### [The problem]
Could you print the full listing again, exactly as written?
#### Record set ####
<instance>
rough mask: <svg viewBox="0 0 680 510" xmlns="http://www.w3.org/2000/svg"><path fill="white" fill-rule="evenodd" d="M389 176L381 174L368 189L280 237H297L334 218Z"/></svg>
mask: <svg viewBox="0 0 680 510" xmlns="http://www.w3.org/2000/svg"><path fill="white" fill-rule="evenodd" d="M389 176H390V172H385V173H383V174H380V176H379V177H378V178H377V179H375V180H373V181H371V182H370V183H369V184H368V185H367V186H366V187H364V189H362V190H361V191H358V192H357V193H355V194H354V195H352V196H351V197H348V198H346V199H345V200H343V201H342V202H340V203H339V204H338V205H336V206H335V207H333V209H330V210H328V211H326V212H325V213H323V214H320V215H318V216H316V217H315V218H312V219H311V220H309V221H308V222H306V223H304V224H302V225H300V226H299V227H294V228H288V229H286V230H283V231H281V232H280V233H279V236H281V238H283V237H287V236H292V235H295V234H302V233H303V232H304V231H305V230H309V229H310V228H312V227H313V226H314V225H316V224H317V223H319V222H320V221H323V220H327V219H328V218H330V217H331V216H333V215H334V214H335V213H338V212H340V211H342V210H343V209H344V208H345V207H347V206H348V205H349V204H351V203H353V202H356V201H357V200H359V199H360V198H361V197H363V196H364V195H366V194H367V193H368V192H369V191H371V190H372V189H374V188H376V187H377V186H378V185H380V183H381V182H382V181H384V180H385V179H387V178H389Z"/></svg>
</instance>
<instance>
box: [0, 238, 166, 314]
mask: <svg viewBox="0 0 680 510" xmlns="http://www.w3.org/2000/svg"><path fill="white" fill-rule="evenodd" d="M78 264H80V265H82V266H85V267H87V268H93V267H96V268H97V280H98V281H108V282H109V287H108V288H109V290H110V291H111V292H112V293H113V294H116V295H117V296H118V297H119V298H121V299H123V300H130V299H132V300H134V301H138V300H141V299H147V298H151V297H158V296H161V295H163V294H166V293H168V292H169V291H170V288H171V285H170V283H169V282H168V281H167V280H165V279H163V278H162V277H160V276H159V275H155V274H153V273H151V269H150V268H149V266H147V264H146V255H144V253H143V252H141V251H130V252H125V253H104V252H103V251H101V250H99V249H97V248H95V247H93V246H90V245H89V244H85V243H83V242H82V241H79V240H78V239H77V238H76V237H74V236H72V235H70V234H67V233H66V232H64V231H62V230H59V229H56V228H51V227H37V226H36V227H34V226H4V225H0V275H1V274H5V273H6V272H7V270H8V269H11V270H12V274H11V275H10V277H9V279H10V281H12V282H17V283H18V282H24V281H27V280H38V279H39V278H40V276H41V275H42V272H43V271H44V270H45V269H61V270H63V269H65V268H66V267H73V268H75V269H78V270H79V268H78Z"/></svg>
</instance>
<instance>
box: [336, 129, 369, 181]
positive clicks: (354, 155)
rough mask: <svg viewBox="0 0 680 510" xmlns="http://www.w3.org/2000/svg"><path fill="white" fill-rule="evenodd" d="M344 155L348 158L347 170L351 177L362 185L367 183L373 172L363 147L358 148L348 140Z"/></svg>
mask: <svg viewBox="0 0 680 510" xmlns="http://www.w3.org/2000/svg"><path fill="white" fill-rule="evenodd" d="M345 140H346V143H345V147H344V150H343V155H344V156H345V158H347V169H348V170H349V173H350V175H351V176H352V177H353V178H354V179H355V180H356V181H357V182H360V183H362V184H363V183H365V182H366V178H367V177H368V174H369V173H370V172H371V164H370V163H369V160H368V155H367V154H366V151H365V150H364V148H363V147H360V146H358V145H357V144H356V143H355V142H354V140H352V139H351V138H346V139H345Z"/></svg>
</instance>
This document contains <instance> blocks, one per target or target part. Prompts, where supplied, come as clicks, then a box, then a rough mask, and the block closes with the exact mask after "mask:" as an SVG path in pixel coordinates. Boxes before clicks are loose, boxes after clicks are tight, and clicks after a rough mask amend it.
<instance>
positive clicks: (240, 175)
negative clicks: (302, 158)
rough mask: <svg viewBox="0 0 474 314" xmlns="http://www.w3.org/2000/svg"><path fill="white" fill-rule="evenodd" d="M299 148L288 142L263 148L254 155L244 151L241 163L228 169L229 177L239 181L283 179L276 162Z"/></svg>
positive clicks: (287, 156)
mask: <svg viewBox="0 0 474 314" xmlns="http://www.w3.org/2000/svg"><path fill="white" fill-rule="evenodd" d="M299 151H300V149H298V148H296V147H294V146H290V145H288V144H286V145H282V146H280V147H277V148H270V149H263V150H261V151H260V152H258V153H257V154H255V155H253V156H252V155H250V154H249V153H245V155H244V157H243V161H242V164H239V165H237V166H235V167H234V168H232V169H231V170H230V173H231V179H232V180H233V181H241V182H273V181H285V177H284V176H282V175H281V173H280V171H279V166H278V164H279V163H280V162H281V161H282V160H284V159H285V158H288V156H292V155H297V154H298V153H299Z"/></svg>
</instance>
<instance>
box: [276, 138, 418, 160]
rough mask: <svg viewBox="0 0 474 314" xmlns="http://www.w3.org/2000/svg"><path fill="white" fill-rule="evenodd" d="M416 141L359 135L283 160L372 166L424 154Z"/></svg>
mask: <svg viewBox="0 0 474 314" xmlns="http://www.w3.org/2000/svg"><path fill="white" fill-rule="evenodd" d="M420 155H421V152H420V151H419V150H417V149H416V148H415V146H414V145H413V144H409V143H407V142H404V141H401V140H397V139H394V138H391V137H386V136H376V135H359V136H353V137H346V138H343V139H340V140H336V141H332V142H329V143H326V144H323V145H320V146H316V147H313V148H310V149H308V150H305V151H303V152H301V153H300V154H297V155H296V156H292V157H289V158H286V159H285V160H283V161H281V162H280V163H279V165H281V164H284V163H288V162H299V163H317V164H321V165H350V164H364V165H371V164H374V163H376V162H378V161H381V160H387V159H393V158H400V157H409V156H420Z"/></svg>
####
### [Task result]
<instance>
rough mask: <svg viewBox="0 0 680 510" xmlns="http://www.w3.org/2000/svg"><path fill="white" fill-rule="evenodd" d="M389 176L381 174L368 189L280 237H297L334 218Z"/></svg>
mask: <svg viewBox="0 0 680 510" xmlns="http://www.w3.org/2000/svg"><path fill="white" fill-rule="evenodd" d="M389 176H390V172H385V173H383V174H380V176H379V177H378V178H377V179H375V180H373V181H371V182H370V183H369V184H368V185H367V186H366V187H364V189H362V190H361V191H358V192H357V193H355V194H354V195H352V196H351V197H348V198H346V199H345V200H343V201H342V202H340V203H339V204H338V205H336V206H335V207H333V209H330V210H328V211H326V212H325V213H323V214H320V215H318V216H316V217H315V218H312V219H311V220H309V221H308V222H306V223H304V224H302V225H300V226H299V227H294V228H288V229H286V230H283V231H281V232H280V233H279V236H281V238H283V237H287V236H292V235H295V234H302V233H303V232H304V231H305V230H309V229H310V228H312V227H313V226H314V225H316V224H317V223H319V222H320V221H323V220H327V219H328V218H330V217H331V216H333V215H334V214H335V213H338V212H340V211H342V210H343V209H344V208H345V207H347V206H348V205H349V204H351V203H353V202H356V201H357V200H359V199H360V198H361V197H363V196H364V195H366V194H367V193H368V192H369V191H371V190H372V189H374V188H376V187H377V186H378V185H380V183H381V182H382V181H384V180H385V179H387V178H389Z"/></svg>
</instance>
<instance>
box: [0, 238, 166, 314]
mask: <svg viewBox="0 0 680 510" xmlns="http://www.w3.org/2000/svg"><path fill="white" fill-rule="evenodd" d="M78 264H80V265H82V266H85V267H87V268H93V267H96V268H97V280H98V281H108V282H109V287H108V288H109V290H110V291H111V292H112V293H113V294H116V295H117V296H118V297H119V298H121V299H123V300H130V299H132V300H134V301H138V300H141V299H147V298H151V297H158V296H161V295H163V294H166V293H168V292H169V291H170V288H171V285H170V283H169V282H168V281H167V280H165V279H163V278H162V277H160V276H159V275H155V274H153V273H151V269H150V268H149V266H147V264H146V255H144V253H143V252H141V251H130V252H125V253H104V252H103V251H101V250H99V249H97V248H95V247H93V246H90V245H89V244H85V243H83V242H82V241H79V240H78V239H77V238H76V237H74V236H72V235H70V234H67V233H66V232H64V231H62V230H59V229H56V228H51V227H37V226H36V227H34V226H4V225H0V275H1V274H5V273H6V272H7V270H8V269H11V270H12V274H11V275H10V277H9V279H10V281H12V282H17V283H18V282H24V281H27V280H38V279H39V278H40V276H41V275H42V272H43V271H44V270H45V269H61V270H63V269H65V268H66V267H73V268H75V269H78V270H79V268H78Z"/></svg>
</instance>
<instance>
box: [336, 129, 369, 181]
positive clicks: (354, 155)
rough mask: <svg viewBox="0 0 680 510" xmlns="http://www.w3.org/2000/svg"><path fill="white" fill-rule="evenodd" d="M344 155L348 158L347 170L351 177L362 185L367 183L373 172L363 147L358 148L348 140Z"/></svg>
mask: <svg viewBox="0 0 680 510" xmlns="http://www.w3.org/2000/svg"><path fill="white" fill-rule="evenodd" d="M345 140H346V143H345V147H344V150H343V155H344V156H345V158H347V169H348V170H349V173H350V175H351V176H352V177H353V178H354V179H355V180H356V181H357V182H360V183H362V184H363V183H365V182H366V178H367V177H368V174H369V173H370V172H371V164H370V163H369V160H368V155H367V154H366V151H365V150H364V148H363V147H360V146H358V145H357V144H356V143H355V142H354V140H352V139H351V138H346V139H345Z"/></svg>
</instance>
This document contains <instance> blocks, one per target or target part. Prompts, where supplied, come as clicks, then a box, then a rough mask, and the block closes with the exact mask after "mask:" as an SVG path in pixel coordinates. Boxes before clicks are loose, boxes after clicks are tight, and clicks after a rough mask amend it.
<instance>
positive clicks: (240, 175)
negative clicks: (302, 158)
rough mask: <svg viewBox="0 0 474 314" xmlns="http://www.w3.org/2000/svg"><path fill="white" fill-rule="evenodd" d="M299 148L288 142L263 148L254 155L244 151L241 163L228 169L229 177L239 181L283 179L276 162Z"/></svg>
positive clicks: (287, 156)
mask: <svg viewBox="0 0 474 314" xmlns="http://www.w3.org/2000/svg"><path fill="white" fill-rule="evenodd" d="M299 151H300V149H298V148H296V147H294V146H290V145H288V144H286V145H282V146H280V147H277V148H270V149H263V150H261V151H260V152H258V153H257V154H255V155H253V156H252V155H250V154H249V153H245V155H244V157H243V161H242V164H239V165H237V166H235V167H234V168H232V169H231V170H230V173H231V179H232V180H233V181H241V182H273V181H285V177H284V176H282V175H281V173H280V171H279V166H278V164H279V163H280V162H281V161H282V160H284V159H285V158H288V156H292V155H297V154H298V153H299Z"/></svg>
</instance>
<instance>
box: [276, 138, 418, 160]
rough mask: <svg viewBox="0 0 474 314" xmlns="http://www.w3.org/2000/svg"><path fill="white" fill-rule="evenodd" d="M416 141L359 135L283 160L372 166L424 154Z"/></svg>
mask: <svg viewBox="0 0 474 314" xmlns="http://www.w3.org/2000/svg"><path fill="white" fill-rule="evenodd" d="M420 155H421V152H420V151H419V150H417V149H416V148H415V146H414V145H413V144H409V143H407V142H404V141H401V140H397V139H394V138H391V137H386V136H376V135H359V136H353V137H346V138H343V139H340V140H336V141H332V142H329V143H326V144H323V145H320V146H316V147H313V148H310V149H308V150H305V151H303V152H301V153H300V154H297V155H296V156H292V157H289V158H286V159H285V160H283V161H281V162H280V163H279V165H281V164H284V163H288V162H299V163H317V164H321V165H350V164H364V165H371V164H374V163H376V162H378V161H381V160H387V159H393V158H400V157H409V156H420Z"/></svg>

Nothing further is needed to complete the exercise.